> [WHAT THE TASK ASKS]
Reproduce every entry in the listing without alteration.

> [RECORD SET]
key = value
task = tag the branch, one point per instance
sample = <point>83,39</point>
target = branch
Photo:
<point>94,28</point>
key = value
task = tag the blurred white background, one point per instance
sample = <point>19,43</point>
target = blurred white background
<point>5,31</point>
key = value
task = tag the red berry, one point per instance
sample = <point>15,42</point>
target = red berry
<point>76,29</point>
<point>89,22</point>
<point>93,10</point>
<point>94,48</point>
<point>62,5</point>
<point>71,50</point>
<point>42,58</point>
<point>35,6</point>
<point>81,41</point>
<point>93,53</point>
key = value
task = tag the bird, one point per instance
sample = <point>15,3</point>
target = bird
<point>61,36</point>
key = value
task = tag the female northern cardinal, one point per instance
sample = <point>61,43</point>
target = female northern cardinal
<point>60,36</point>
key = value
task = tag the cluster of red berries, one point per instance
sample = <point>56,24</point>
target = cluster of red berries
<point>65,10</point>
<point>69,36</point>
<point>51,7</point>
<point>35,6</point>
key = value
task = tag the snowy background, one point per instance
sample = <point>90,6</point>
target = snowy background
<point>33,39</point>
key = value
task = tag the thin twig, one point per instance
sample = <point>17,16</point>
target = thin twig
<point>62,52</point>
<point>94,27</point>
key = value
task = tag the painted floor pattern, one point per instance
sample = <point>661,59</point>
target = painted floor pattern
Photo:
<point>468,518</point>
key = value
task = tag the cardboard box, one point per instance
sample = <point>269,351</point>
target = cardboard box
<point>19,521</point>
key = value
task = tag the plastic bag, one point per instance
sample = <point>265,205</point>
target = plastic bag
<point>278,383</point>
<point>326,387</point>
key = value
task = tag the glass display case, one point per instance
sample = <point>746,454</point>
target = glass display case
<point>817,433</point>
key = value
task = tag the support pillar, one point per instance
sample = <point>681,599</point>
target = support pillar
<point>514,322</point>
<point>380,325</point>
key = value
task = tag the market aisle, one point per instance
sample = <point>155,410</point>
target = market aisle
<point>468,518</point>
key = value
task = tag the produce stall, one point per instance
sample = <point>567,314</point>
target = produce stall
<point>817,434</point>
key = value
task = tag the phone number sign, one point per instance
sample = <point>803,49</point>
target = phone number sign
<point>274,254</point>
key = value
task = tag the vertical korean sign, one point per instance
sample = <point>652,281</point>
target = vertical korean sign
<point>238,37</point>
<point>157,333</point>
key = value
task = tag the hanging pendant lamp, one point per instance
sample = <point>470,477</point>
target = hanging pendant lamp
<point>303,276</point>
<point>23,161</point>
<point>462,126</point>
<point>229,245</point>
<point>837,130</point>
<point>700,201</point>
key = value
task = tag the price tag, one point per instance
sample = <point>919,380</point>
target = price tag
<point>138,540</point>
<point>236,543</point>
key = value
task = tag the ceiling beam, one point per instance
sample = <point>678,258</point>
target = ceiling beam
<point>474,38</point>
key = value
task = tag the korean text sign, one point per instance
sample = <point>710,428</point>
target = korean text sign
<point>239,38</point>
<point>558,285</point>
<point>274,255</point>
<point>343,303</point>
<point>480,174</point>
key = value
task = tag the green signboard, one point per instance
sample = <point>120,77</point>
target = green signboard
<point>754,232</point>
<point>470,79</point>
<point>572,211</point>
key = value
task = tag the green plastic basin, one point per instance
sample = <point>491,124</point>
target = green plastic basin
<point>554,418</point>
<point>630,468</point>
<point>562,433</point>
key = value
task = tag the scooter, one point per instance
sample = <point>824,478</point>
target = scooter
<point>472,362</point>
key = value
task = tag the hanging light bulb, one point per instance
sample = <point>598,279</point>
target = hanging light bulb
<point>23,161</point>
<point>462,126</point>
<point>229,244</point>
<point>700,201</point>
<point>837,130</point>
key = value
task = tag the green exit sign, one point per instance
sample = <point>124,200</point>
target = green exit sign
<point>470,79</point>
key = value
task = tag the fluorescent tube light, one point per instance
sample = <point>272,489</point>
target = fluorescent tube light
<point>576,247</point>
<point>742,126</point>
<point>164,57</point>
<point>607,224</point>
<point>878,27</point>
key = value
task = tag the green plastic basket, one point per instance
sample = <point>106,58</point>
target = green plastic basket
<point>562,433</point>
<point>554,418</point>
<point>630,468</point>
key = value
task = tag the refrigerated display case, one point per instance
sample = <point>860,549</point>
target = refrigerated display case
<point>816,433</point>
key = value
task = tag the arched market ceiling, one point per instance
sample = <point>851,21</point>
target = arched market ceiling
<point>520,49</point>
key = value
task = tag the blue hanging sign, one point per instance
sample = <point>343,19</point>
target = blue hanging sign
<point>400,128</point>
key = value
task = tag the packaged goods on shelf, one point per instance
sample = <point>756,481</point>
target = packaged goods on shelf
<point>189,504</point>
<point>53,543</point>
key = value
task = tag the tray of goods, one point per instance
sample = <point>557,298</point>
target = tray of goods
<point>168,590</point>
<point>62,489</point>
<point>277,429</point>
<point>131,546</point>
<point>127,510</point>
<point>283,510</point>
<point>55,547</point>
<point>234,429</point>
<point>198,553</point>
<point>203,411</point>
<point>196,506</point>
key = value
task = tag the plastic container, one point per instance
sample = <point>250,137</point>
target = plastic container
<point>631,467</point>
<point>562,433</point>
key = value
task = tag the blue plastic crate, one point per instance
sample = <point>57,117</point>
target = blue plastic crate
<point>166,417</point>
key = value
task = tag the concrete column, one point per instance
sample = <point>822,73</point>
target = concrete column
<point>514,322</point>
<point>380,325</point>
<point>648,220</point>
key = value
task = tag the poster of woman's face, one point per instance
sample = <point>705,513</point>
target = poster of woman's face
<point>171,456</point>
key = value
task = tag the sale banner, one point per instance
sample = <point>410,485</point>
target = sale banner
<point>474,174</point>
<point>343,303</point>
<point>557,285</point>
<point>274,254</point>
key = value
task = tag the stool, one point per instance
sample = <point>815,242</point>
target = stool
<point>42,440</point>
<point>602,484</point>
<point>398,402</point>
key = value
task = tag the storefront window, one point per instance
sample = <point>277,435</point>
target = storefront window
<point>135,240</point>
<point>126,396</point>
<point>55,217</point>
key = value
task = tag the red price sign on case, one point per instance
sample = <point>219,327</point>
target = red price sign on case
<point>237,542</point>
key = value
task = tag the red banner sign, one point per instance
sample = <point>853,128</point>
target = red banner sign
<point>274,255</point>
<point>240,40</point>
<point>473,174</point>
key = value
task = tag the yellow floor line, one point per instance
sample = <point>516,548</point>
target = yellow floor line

> [EXERCISE OUTPUT]
key = value
task = tag the branch, one point per instance
sample = <point>83,39</point>
target = branch
Photo:
<point>94,28</point>
key = value
task = tag the blurred white background, one point per instance
sample = <point>19,43</point>
target = blurred white background
<point>5,31</point>
key = value
task = tag the red berry, one point per instance
sample = <point>15,42</point>
target = red berry
<point>76,29</point>
<point>89,22</point>
<point>93,10</point>
<point>94,48</point>
<point>62,5</point>
<point>71,50</point>
<point>42,58</point>
<point>35,6</point>
<point>81,41</point>
<point>93,53</point>
key = value
task = tag the bird, one point per instance
sample = <point>15,3</point>
target = bird
<point>61,36</point>
key = value
task = tag the female northern cardinal, one point per instance
sample = <point>61,43</point>
target = female northern cardinal
<point>60,36</point>
key = value
task = tag the cluster of red berries, one point per instance
sample = <point>56,24</point>
target = cluster of red berries
<point>65,10</point>
<point>69,36</point>
<point>51,7</point>
<point>35,6</point>
key = value
task = tag the snowy background, one point per instance
sample = <point>90,6</point>
target = snowy background
<point>33,39</point>
key = value
task = tag the thin twig, one point per instance
sample = <point>17,16</point>
target = thin twig
<point>62,52</point>
<point>94,27</point>
key = value
task = tag the painted floor pattern, one point per instance
sample = <point>661,59</point>
target = painted floor pattern
Photo:
<point>468,518</point>
key = value
task = tag the cardboard box, one point per instance
sample = <point>269,351</point>
target = cardboard box
<point>19,521</point>
key = value
task = tag the plastic bag, one point per instance
sample = <point>265,205</point>
target = plastic bag
<point>278,383</point>
<point>326,387</point>
key = value
task = tag the glass display case, one point per instance
sample = <point>746,454</point>
target = glass display case
<point>817,433</point>
key = value
task = tag the support pillar, one point per instance
sample = <point>681,599</point>
target = support pillar
<point>514,322</point>
<point>380,325</point>
key = value
task = tag the market aisle, one point per instance
sample = <point>155,410</point>
target = market aisle
<point>468,518</point>
key = value
task = tag the produce stall, one point per instance
sample = <point>567,314</point>
target = produce stall
<point>817,434</point>
key = value
task = tag the phone number sign, one point per instance
sample = <point>803,49</point>
target = phone number sign
<point>274,254</point>
key = value
task = tag the vertical korean sign, one point per instance
sample = <point>652,281</point>
target = vertical korean sign
<point>238,37</point>
<point>157,333</point>
key = value
task = tag the hanging pendant lamp, one point per instance
sample = <point>470,477</point>
target = hanging pendant lamp
<point>303,276</point>
<point>23,161</point>
<point>462,126</point>
<point>229,245</point>
<point>837,130</point>
<point>700,201</point>
key = value
task = tag the price tag, one point per instance
sample = <point>919,380</point>
target = price tag
<point>138,540</point>
<point>236,543</point>
key = value
task = tag the ceiling beam, one point per instance
sample = <point>678,258</point>
target = ceiling beam
<point>474,38</point>
key = value
task = tag the korean text sign, one point per instance
sample = <point>710,428</point>
target = korean text sign
<point>239,38</point>
<point>558,285</point>
<point>274,255</point>
<point>343,303</point>
<point>480,174</point>
key = value
task = tag the green signboard, one point per instance
sample = <point>120,77</point>
target = green signboard
<point>754,232</point>
<point>470,79</point>
<point>572,211</point>
key = value
task = tag the green plastic basin, one point per instance
sample = <point>491,124</point>
target = green plastic basin
<point>554,418</point>
<point>630,468</point>
<point>562,433</point>
key = value
task = tag the scooter, one point per instance
sample = <point>824,478</point>
target = scooter
<point>472,362</point>
key = value
task = tag the hanging light bulb, one point per instance
sample = <point>598,279</point>
target = hanging light bulb
<point>23,161</point>
<point>462,126</point>
<point>229,244</point>
<point>700,201</point>
<point>837,130</point>
key = value
task = tag the green exit sign, one point per instance
sample = <point>124,200</point>
target = green exit sign
<point>470,79</point>
key = value
task = tag the fluorescent tube light, one point per instance
sample = <point>272,489</point>
target = fluorescent tube light
<point>576,247</point>
<point>742,126</point>
<point>164,57</point>
<point>607,224</point>
<point>878,27</point>
key = value
task = tag the green plastic basket, one point per instance
sample = <point>106,58</point>
target = green plastic basket
<point>562,433</point>
<point>554,418</point>
<point>630,468</point>
key = value
task = tag the refrigerated display case, one point per instance
sample = <point>860,549</point>
target = refrigerated display case
<point>816,433</point>
key = value
task = tag the arched market ceiling, one point per instance
sample = <point>851,21</point>
target = arched market ceiling
<point>520,49</point>
key = value
task = tag the blue hanging sign, one point per instance
sample = <point>343,19</point>
target = blue hanging sign
<point>400,128</point>
key = value
task = tag the packaged goods on shelf, one point per instance
sample = <point>756,481</point>
target = packaged goods on shelf
<point>189,504</point>
<point>53,543</point>
key = value
task = tag the tray of goods, one point per instance
sample = <point>557,298</point>
target = tray of goods
<point>168,590</point>
<point>62,489</point>
<point>277,429</point>
<point>131,546</point>
<point>127,510</point>
<point>283,510</point>
<point>55,547</point>
<point>234,429</point>
<point>198,553</point>
<point>203,411</point>
<point>196,506</point>
key = value
task = tag the plastic container, one point per instance
sample = <point>250,137</point>
target = plastic container
<point>631,467</point>
<point>562,433</point>
key = value
task = tag the blue plastic crate, one point per instance
sample = <point>57,117</point>
target = blue plastic crate
<point>166,417</point>
key = value
task = tag the concrete column, one point per instance
sample = <point>822,73</point>
target = concrete column
<point>514,322</point>
<point>380,325</point>
<point>648,220</point>
key = value
task = tag the poster of woman's face, one point per instance
sample = <point>705,513</point>
target = poster of woman's face
<point>171,456</point>
key = value
task = tag the sale banner, one point per instance
sample = <point>410,485</point>
target = sale banner
<point>474,174</point>
<point>343,303</point>
<point>557,285</point>
<point>274,254</point>
key = value
task = tag the stool, one point per instance
sample = <point>815,242</point>
target = stool
<point>42,440</point>
<point>602,484</point>
<point>398,402</point>
key = value
task = tag the storefront window, one point per instance
sample = <point>277,435</point>
target = storefront window
<point>135,240</point>
<point>126,396</point>
<point>55,217</point>
key = value
task = tag the red price sign on case, one point per instance
sample = <point>219,327</point>
target = red price sign on case
<point>237,542</point>
key = value
task = tag the red banner sign, one point per instance
sample = <point>853,128</point>
target = red banner sign
<point>274,255</point>
<point>240,40</point>
<point>473,174</point>
key = value
task = tag the yellow floor line, one point per instance
sample = <point>516,548</point>
target = yellow floor line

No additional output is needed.